Pick out each line of the material below that contains the string "every". Letter case counts.

### DATA FOR THIS EXERCISE:

++++++++++

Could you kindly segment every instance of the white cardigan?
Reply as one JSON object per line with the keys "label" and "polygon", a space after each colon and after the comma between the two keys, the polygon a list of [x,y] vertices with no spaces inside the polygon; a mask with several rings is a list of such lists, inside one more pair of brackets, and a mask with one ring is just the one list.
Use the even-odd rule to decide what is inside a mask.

++++++++++

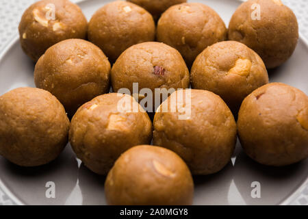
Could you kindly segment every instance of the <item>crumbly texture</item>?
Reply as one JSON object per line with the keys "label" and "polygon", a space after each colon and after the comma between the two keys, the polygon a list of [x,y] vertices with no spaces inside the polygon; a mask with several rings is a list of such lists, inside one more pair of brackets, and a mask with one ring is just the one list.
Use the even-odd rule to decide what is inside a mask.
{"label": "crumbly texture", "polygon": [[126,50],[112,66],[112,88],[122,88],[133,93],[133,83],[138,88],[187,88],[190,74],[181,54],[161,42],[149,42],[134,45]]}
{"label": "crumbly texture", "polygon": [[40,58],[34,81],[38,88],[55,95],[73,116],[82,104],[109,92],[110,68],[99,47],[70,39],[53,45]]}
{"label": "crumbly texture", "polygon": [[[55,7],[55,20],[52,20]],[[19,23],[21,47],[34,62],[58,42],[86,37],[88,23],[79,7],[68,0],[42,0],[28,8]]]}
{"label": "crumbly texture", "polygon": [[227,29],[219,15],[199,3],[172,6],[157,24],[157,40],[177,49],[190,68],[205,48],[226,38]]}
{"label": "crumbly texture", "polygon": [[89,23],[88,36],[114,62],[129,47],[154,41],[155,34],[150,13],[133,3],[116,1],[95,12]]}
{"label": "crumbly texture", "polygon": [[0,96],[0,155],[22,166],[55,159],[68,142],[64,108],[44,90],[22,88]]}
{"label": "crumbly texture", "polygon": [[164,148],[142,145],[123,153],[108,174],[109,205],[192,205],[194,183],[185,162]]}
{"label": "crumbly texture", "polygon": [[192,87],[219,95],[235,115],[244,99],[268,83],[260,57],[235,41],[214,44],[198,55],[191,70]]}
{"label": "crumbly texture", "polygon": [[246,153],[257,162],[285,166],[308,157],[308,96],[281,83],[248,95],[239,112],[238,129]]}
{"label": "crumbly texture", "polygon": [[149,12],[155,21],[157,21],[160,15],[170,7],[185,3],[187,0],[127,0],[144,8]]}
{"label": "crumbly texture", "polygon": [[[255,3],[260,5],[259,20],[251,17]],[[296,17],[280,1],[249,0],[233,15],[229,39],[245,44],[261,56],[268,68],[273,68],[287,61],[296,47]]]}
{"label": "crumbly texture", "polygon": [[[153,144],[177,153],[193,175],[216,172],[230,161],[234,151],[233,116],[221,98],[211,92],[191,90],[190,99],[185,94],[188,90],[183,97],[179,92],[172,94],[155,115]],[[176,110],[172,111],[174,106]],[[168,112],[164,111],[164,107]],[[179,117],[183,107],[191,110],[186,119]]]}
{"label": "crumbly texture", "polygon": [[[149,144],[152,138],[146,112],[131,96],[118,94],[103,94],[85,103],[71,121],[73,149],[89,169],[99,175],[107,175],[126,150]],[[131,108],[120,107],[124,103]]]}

++++++++++

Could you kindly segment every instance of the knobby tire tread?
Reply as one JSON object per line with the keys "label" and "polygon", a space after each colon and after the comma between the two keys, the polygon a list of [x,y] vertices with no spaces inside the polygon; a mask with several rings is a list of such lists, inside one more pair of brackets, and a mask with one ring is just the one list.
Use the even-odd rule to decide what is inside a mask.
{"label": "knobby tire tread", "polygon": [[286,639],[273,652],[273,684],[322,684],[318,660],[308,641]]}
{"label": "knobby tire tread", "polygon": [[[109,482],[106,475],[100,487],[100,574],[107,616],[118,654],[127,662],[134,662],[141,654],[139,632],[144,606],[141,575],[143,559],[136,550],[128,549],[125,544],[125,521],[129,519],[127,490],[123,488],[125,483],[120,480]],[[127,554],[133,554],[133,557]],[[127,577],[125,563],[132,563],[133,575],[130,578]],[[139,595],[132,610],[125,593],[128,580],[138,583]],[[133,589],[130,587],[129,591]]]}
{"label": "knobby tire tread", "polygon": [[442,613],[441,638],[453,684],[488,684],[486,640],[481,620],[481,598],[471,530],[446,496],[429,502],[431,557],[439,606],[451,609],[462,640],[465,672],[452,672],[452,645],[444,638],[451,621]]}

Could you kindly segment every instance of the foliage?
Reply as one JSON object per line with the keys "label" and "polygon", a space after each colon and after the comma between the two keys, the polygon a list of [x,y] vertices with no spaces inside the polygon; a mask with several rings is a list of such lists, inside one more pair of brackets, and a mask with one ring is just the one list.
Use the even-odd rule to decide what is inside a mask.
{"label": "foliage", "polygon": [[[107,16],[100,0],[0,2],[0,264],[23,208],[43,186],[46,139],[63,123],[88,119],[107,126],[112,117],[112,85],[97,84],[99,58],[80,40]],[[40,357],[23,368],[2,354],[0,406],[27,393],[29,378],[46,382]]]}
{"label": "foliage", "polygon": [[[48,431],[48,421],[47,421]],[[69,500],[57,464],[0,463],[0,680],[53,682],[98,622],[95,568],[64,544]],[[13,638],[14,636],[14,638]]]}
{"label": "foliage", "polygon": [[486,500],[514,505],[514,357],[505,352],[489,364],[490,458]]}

++++++++++

### RESULT FOR THIS EXERCISE:
Could you kindly segment every instance of the white cardigan?
Could you kindly segment every instance of the <item>crumbly texture</item>?
Could you kindly segment every instance of the knobby tire tread?
Could you kindly segment every instance of the foliage?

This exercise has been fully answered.